> **EXTRAIT FOURNI**

Le prof, le déserteur, la mère et JLG
CLASSE.- Mais quelle mouche a donc piqué François Foucault? Professeur agrégé de lettres au prestigieux lycée Henri IV à Paris, il a eu la « mauvaise idée » de dire devant des représentants du ministre de l’Education nationale, que les professeurs expérimentés devraient mettre toute leur expérience et leur savoir-faire au service des « difficiles » collèges de banlieue. Et voilà que le sémillant quadra, confortablement installé dans une existence douillette, se retrouve, à la rentrée, dans un établissement classé REP+. Autant dire que François Foucault va déchanter face aux questions de pédagogie ou d’égalité des chances dans le système éducatif qu’il n’a pas eu à connaître à Henri IV. Avec Les grands esprits (France – 1h46. Dans les salles le 13 septembre), Olivier Ayache-Vidal signe à la fois son premier long-métrage et une comédie dramatique qui va voir, à son tour, ce qui se passe « Entre les murs ».

Entrées d'un jeu de données de pointage:
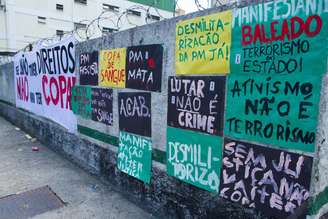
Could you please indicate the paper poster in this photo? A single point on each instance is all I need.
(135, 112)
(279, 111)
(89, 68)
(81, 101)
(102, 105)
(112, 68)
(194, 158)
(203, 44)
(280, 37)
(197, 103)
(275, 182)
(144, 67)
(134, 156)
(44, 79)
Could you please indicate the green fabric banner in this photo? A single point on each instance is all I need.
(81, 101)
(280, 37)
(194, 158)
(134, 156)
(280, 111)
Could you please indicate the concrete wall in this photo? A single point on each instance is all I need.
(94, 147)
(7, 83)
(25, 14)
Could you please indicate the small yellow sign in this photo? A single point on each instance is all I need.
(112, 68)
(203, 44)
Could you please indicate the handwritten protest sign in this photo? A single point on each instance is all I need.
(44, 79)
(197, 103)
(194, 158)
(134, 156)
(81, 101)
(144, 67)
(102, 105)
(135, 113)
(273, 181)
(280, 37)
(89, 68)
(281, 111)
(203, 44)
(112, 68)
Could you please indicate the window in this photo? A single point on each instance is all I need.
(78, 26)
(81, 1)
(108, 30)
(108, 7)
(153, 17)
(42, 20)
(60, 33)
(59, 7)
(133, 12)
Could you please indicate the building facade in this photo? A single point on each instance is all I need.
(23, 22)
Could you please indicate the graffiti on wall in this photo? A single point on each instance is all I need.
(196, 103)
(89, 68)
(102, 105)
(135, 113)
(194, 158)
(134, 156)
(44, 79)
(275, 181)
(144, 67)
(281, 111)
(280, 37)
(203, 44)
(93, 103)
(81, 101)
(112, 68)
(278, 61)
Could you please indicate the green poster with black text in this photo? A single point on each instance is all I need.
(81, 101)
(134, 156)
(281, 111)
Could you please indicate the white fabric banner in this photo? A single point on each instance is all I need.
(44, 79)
--
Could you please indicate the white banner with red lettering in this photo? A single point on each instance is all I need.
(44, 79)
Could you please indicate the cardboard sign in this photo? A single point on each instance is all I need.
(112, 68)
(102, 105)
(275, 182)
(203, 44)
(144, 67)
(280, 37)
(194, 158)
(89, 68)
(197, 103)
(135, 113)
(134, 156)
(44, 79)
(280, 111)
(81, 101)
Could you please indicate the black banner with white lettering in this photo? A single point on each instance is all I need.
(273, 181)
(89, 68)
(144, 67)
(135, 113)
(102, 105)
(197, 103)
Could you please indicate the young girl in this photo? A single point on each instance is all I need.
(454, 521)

> **ÉNONCÉ**
Relevez toutes les expressions placées entre guillemets dans l'extrait fourni sur le film Les grands esprits.

> **CORRIGÉ**
« mauvaise idée »
« difficiles »
« Entre les murs »